Page extract —
########################################

Generation of Company descriptions using concept-to-text and text-to-text deep models: dataset collection and systems evaluation
Raheel Qader | Khoder Jneid | François Portet | Cyril Labbé
Proceedings of the 11th International Conference on Natural Language Generation

In this paper we study the performance of several state-of-the-art sequence-to-sequence models applied to generation of short company descriptions. The models are evaluated on a newly created and publicly available company dataset that has been collected from Wikipedia. The dataset consists of around 51K company descriptions that can be used for both concept-to-text and text-to-text generation tasks. Automatic metrics and human evaluation scores computed on the generated company descriptions show promising results despite the difficulty of the task as the dataset (like most available datasets) has not been originally designed for machine learning. In addition, we perform correlation analysis between automatic metrics and human evaluations and show that certain automatic metrics are more correlated to human judgments.

2017

Ajout automatique de disfluences pour la synthèse de la parole spontanée : formalisation et preuve de concept (Automatic disfluency insertion towards spontaneous TTS : formalization and proof of concept)

########################################

Recorded data —
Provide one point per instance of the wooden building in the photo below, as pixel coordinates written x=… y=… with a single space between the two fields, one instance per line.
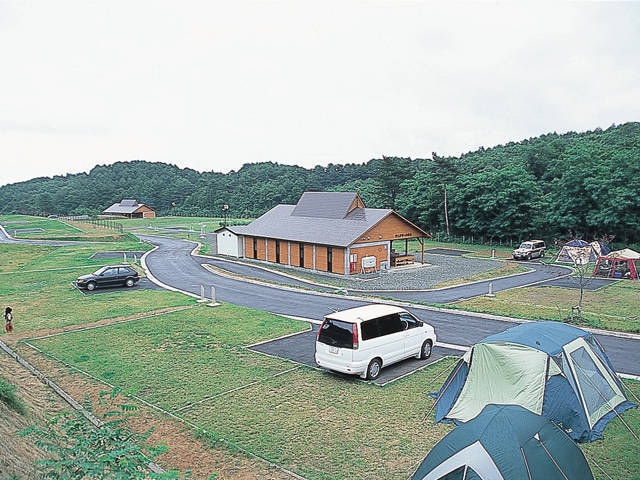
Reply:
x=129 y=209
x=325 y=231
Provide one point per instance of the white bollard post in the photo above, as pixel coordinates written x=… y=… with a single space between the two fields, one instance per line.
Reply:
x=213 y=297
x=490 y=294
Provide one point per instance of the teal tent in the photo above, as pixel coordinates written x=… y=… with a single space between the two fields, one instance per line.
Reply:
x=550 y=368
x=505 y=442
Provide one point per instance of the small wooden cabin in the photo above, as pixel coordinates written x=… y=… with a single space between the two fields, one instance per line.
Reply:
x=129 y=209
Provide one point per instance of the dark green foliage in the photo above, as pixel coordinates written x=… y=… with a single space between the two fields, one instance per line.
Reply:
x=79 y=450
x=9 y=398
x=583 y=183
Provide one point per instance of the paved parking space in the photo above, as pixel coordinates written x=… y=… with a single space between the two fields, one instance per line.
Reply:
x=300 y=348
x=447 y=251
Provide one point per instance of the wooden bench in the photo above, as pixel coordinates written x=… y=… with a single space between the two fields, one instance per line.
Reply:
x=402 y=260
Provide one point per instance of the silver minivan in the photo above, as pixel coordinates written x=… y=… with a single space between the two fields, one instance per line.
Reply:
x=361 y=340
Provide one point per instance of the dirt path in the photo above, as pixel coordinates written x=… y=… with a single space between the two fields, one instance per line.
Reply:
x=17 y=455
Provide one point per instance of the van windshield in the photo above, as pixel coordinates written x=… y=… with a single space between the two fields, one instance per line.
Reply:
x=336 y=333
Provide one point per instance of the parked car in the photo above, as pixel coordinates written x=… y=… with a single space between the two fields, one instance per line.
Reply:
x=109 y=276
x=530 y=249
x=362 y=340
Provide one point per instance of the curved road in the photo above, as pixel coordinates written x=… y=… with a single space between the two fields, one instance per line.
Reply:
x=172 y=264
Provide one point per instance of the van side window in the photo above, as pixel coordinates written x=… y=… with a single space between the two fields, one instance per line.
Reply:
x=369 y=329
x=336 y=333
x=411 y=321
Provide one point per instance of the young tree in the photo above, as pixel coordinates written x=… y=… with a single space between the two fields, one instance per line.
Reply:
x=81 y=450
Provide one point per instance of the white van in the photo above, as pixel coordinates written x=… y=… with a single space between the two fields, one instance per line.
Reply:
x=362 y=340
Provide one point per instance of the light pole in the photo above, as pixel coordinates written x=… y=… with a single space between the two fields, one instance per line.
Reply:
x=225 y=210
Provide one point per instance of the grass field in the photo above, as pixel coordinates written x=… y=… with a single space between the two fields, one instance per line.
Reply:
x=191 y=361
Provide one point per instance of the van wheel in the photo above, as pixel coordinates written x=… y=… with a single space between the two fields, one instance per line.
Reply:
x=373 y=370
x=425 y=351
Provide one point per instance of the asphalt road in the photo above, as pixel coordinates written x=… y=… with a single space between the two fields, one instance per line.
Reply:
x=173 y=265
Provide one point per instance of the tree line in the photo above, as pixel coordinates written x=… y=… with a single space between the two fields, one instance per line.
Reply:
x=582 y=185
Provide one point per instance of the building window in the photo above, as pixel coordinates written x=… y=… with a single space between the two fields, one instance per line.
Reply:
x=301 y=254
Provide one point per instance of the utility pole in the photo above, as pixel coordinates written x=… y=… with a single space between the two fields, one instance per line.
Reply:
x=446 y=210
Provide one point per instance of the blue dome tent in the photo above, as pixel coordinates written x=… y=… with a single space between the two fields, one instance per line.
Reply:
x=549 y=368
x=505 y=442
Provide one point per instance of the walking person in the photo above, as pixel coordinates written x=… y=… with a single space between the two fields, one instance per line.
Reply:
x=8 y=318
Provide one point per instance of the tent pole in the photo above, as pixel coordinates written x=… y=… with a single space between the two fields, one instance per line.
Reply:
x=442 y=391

########################################

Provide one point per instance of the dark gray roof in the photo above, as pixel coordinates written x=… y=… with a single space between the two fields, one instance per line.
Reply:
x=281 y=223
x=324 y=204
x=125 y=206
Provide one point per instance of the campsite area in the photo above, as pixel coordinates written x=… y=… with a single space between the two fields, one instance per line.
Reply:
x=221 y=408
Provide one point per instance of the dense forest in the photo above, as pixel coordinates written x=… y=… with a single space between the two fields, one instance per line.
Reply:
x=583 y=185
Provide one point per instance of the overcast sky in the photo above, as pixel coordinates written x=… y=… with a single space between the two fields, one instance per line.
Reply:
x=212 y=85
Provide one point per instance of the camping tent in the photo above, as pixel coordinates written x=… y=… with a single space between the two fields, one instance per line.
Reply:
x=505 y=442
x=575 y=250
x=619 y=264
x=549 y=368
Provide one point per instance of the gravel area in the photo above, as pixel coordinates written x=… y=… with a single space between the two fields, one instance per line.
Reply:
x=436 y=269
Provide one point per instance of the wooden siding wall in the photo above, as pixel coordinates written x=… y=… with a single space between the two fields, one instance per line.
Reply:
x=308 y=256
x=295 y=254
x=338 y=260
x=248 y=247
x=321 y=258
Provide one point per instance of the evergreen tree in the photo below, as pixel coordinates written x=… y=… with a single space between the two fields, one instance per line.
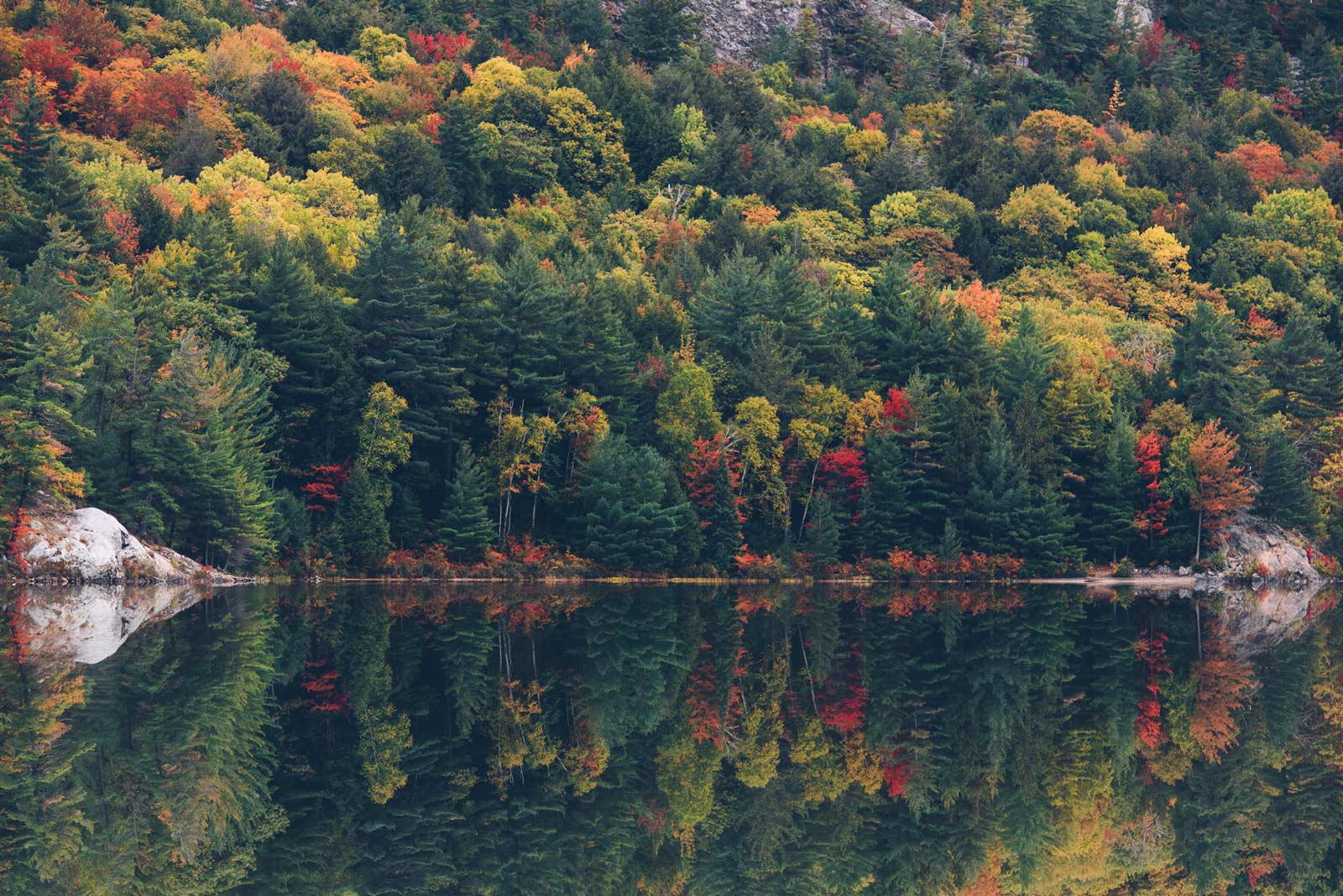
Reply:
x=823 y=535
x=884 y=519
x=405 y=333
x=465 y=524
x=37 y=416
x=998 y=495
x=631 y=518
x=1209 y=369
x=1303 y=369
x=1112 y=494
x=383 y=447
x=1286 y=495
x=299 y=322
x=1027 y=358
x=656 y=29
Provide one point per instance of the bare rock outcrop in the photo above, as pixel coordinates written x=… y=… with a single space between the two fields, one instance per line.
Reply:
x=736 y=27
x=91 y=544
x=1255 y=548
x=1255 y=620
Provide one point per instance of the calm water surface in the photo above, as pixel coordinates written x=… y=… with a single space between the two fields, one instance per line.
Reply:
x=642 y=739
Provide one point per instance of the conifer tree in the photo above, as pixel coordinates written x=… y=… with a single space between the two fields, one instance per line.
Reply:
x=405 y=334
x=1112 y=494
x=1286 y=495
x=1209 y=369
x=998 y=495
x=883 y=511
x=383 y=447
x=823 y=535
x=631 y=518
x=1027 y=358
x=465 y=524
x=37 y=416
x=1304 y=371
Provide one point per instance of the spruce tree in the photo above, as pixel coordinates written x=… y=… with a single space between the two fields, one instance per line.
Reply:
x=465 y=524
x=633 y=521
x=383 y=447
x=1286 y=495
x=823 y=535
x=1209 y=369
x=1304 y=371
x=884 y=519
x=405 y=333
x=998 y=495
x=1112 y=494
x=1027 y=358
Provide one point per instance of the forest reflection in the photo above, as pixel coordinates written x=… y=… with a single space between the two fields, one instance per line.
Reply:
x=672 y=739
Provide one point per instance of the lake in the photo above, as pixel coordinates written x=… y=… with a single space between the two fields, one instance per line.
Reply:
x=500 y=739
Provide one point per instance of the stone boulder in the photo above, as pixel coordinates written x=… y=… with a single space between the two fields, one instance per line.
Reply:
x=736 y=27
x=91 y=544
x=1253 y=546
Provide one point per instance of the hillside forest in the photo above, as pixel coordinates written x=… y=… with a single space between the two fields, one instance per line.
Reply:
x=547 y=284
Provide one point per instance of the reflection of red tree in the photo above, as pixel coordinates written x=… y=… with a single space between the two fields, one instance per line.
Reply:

########################################

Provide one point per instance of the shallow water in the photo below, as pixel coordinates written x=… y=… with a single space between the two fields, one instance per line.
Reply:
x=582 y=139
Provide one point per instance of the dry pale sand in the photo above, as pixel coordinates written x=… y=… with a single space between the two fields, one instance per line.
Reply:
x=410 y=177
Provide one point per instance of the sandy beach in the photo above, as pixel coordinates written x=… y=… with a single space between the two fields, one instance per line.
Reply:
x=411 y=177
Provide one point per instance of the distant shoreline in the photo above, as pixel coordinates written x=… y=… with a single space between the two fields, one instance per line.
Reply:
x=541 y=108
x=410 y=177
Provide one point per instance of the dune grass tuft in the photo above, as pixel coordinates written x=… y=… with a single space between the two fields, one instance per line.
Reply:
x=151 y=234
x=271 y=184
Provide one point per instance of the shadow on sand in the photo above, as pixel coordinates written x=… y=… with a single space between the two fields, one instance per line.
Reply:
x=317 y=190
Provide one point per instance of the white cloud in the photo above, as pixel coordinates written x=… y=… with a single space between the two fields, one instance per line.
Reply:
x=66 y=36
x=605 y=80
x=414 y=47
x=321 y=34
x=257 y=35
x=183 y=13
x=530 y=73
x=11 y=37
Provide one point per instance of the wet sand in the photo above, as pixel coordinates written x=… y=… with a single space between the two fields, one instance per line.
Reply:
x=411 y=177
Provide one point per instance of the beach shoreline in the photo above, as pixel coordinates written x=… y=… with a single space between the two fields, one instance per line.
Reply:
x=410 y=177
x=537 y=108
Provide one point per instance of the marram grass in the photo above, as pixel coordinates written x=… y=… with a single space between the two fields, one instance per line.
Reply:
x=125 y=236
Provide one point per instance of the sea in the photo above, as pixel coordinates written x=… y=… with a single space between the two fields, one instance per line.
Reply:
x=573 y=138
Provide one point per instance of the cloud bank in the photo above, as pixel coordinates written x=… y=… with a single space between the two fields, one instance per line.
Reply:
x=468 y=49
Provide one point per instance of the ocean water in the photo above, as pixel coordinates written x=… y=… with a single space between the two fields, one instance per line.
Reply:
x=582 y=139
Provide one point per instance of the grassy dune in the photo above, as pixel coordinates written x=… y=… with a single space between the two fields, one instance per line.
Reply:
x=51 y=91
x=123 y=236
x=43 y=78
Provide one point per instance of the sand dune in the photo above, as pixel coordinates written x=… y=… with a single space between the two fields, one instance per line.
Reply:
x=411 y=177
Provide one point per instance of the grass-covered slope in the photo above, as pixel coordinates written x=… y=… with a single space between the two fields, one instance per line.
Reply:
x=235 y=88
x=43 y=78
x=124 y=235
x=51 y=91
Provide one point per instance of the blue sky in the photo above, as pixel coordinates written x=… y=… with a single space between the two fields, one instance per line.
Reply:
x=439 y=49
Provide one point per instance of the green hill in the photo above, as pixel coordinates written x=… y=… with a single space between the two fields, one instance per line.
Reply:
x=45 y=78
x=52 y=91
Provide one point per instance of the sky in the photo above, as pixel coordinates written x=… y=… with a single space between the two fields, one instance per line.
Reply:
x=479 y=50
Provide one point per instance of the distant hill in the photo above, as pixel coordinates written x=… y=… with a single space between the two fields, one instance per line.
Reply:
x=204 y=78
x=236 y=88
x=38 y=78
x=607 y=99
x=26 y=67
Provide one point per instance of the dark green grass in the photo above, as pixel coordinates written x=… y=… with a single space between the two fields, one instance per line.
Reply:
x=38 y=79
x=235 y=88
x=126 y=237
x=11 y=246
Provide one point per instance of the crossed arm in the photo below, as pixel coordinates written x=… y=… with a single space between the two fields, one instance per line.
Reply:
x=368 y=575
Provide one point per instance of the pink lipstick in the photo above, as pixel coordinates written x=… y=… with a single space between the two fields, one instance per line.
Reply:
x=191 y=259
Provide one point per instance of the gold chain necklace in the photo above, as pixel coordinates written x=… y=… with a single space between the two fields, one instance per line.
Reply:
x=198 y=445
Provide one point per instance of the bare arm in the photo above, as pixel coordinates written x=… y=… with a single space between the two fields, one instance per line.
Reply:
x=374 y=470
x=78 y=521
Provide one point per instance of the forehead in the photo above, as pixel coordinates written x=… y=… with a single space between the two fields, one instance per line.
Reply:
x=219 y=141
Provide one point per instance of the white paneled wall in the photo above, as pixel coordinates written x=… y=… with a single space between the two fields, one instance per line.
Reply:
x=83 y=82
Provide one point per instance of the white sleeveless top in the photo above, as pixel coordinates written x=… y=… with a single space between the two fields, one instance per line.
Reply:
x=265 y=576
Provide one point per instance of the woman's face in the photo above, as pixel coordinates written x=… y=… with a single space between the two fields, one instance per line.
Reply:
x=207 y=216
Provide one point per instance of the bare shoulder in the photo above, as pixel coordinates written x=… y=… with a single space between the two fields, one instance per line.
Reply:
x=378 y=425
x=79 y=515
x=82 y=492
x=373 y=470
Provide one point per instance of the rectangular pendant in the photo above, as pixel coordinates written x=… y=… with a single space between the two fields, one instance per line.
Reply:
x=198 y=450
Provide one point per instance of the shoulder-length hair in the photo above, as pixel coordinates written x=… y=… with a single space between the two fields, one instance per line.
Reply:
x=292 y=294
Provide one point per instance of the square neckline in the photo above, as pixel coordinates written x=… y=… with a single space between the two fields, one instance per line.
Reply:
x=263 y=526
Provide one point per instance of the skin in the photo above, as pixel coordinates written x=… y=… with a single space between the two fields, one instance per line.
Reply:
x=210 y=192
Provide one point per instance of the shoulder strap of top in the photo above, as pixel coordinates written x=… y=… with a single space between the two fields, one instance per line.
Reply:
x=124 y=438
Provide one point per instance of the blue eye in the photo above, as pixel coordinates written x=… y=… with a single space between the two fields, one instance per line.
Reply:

########################################

Task prompt — In the page extract on generating company descriptions, about how many company descriptions are in the dataset collected from Wikipedia?

Answer for this exercise — Around 51K.